Instructions to follow:
Recast every line of the items below as a single numbered list, leaving out the blank lines.
# Start of Data excerpts
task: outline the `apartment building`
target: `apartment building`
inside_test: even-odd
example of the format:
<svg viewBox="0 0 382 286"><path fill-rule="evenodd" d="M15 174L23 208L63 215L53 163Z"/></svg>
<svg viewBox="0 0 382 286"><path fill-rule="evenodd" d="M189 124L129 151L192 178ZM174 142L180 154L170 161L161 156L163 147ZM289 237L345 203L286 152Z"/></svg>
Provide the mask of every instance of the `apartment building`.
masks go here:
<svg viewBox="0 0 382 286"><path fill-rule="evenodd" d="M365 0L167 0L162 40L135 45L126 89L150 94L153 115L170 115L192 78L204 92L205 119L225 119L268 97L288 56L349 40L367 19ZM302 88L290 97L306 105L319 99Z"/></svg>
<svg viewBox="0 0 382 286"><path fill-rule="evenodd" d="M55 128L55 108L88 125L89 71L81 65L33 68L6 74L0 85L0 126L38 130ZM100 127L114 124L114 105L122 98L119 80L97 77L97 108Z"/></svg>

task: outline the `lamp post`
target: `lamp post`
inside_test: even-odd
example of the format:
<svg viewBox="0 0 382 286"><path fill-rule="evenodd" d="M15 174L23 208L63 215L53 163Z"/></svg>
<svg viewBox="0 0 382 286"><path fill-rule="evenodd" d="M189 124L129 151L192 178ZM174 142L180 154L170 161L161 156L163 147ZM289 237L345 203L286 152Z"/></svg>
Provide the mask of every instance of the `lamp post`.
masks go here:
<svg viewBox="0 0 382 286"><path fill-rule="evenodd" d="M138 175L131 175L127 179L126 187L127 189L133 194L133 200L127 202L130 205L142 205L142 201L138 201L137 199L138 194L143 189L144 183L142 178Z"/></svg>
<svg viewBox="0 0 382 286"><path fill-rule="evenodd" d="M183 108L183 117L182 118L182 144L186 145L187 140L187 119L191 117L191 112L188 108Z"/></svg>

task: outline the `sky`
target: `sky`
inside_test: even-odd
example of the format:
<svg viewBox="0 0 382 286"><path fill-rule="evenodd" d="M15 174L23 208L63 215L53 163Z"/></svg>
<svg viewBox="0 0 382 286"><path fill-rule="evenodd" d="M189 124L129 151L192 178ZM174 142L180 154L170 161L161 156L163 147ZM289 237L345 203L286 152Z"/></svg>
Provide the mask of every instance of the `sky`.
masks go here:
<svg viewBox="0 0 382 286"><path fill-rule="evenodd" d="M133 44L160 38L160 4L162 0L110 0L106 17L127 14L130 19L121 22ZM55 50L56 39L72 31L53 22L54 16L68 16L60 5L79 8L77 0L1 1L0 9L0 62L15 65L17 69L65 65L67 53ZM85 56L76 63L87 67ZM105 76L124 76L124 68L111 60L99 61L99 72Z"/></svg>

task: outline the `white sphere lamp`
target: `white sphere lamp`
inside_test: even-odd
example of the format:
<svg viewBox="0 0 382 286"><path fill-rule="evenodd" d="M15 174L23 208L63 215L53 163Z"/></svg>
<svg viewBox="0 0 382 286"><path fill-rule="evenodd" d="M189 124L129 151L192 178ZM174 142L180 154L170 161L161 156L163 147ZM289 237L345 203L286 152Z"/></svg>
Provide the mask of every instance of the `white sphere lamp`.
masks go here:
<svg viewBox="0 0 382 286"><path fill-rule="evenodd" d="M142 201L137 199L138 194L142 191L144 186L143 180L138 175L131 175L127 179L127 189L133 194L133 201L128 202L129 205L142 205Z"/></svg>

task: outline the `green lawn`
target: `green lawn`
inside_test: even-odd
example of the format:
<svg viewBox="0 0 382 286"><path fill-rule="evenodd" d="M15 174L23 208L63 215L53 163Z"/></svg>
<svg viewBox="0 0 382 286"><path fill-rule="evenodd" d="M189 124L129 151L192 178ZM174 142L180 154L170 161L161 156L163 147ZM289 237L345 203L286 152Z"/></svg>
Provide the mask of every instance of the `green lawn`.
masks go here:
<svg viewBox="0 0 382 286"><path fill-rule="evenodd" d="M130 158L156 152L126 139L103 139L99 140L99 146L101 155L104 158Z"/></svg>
# End of Data excerpts
Result:
1. task: outline the `apartment building`
2. target: `apartment building`
3. inside_test: even-odd
4. example of the format:
5. <svg viewBox="0 0 382 286"><path fill-rule="evenodd" d="M15 174L23 208L63 215L53 163Z"/></svg>
6. <svg viewBox="0 0 382 286"><path fill-rule="evenodd" d="M189 124L129 151L192 178ZM174 142L180 154L170 161L161 156L163 147ZM289 237L345 203L286 152Z"/></svg>
7. Provide the mask of every instance of the `apartment building`.
8. masks go here:
9. <svg viewBox="0 0 382 286"><path fill-rule="evenodd" d="M365 0L167 0L162 40L135 45L126 89L150 94L153 115L170 115L192 78L204 92L205 119L225 119L268 97L288 56L349 40L367 19ZM302 88L290 97L306 105L319 99Z"/></svg>
10. <svg viewBox="0 0 382 286"><path fill-rule="evenodd" d="M55 128L55 108L88 125L89 71L81 65L33 68L6 74L0 85L0 126L38 130ZM100 127L114 124L114 105L122 98L119 80L97 77L97 108Z"/></svg>
11. task: outline the `lamp post`
12. target: `lamp post`
13. inside_test: even-odd
14. example of the format:
15. <svg viewBox="0 0 382 286"><path fill-rule="evenodd" d="M15 174L23 208L63 215L53 163Z"/></svg>
16. <svg viewBox="0 0 382 286"><path fill-rule="evenodd" d="M189 124L129 151L192 178ZM174 142L180 154L170 161L161 156L163 147ZM289 237L345 203L286 152Z"/></svg>
17. Provide the mask of every instance of the `lamp post`.
18. masks go here:
19. <svg viewBox="0 0 382 286"><path fill-rule="evenodd" d="M138 175L131 175L127 179L126 187L127 189L133 194L133 200L127 202L130 205L142 205L142 201L138 201L137 199L138 194L143 189L144 183L142 178Z"/></svg>
20. <svg viewBox="0 0 382 286"><path fill-rule="evenodd" d="M183 108L183 117L182 118L182 144L186 145L187 140L187 119L191 117L191 112L188 108Z"/></svg>
21. task: outline the `sky`
22. target: `sky`
23. inside_test: even-odd
24. example of the format:
25. <svg viewBox="0 0 382 286"><path fill-rule="evenodd" d="M15 174L23 208L63 215L53 163Z"/></svg>
26. <svg viewBox="0 0 382 286"><path fill-rule="evenodd" d="M189 124L129 151L192 178ZM174 142L180 154L170 161L161 156L163 147ZM289 237L345 203L286 152Z"/></svg>
27. Provide the mask of every instance of the `sky`.
28. masks go here:
29. <svg viewBox="0 0 382 286"><path fill-rule="evenodd" d="M133 44L160 38L160 4L162 0L110 0L106 17L127 14L130 19L121 22ZM55 50L56 39L72 31L53 22L54 16L68 16L60 5L79 8L77 0L1 1L0 9L0 62L15 65L17 69L65 65L67 53ZM85 56L76 63L87 67ZM105 76L124 76L124 68L111 60L99 61L99 72Z"/></svg>
30. task: outline the `white sphere lamp`
31. target: `white sphere lamp`
32. inside_test: even-odd
33. example of the format:
34. <svg viewBox="0 0 382 286"><path fill-rule="evenodd" d="M15 174L23 208L63 215L53 163Z"/></svg>
35. <svg viewBox="0 0 382 286"><path fill-rule="evenodd" d="M189 124L129 151L192 178ZM174 142L180 154L170 161L161 156L163 147ZM289 237L345 203L286 152Z"/></svg>
36. Provide the mask of every instance of the `white sphere lamp`.
37. masks go here:
38. <svg viewBox="0 0 382 286"><path fill-rule="evenodd" d="M142 201L137 199L138 194L142 191L144 186L143 180L138 175L131 175L127 179L127 189L133 194L133 201L128 202L129 205L142 205Z"/></svg>
39. task: outline the `green lawn`
40. target: `green lawn`
41. inside_test: even-odd
42. example of the format:
43. <svg viewBox="0 0 382 286"><path fill-rule="evenodd" d="M15 174L23 208L63 215L53 163Z"/></svg>
44. <svg viewBox="0 0 382 286"><path fill-rule="evenodd" d="M189 124L129 151L192 178ZM174 142L180 154L170 161L161 156L163 147ZM289 237L345 203L286 152Z"/></svg>
45. Provide the mask of every instance of the `green lawn`.
46. masks go here:
47. <svg viewBox="0 0 382 286"><path fill-rule="evenodd" d="M130 158L156 152L126 139L103 139L99 140L99 146L101 155L104 158Z"/></svg>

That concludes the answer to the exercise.